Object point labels
++++

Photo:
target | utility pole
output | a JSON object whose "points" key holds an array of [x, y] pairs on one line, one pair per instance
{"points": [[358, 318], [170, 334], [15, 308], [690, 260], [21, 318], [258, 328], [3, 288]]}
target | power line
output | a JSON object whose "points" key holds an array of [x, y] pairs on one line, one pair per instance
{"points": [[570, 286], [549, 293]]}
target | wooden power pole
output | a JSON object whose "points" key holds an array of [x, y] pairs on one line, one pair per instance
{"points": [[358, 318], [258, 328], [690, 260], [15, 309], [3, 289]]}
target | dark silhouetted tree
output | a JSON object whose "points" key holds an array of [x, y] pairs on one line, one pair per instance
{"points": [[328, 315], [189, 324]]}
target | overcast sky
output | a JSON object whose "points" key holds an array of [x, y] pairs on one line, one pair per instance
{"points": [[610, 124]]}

++++

Directions for this task
Reproduce every line of the listing above, requests included, adding 4 to each x and y coordinate in the answers.

Solution for this task
Photo:
target | utility pole
output | a JSON object whose "points" key holds an array of [x, y] pairs on one line, one pair per instance
{"points": [[362, 322], [174, 338], [19, 312], [694, 264], [25, 322], [262, 332], [7, 292]]}
target | power line
output | a JSON object whose "points" key holds an array of [x, y] pairs on one line, one pair per instance
{"points": [[574, 290], [553, 297]]}
target | wooden power pole
output | a JSON object whose "points" key holds an array of [x, y] pairs on one line, one pair per instance
{"points": [[362, 322], [262, 332], [694, 264], [19, 313], [7, 293]]}
target | dark silhouetted tree
output | a JSON object whose "points" key holds an array of [x, y] pairs on one line, one pair per instance
{"points": [[332, 319], [193, 328]]}
target | overcast sky
output | a JSON object whose "points" key holds an array of [x, y] pairs on one line, one pair per instance
{"points": [[614, 128]]}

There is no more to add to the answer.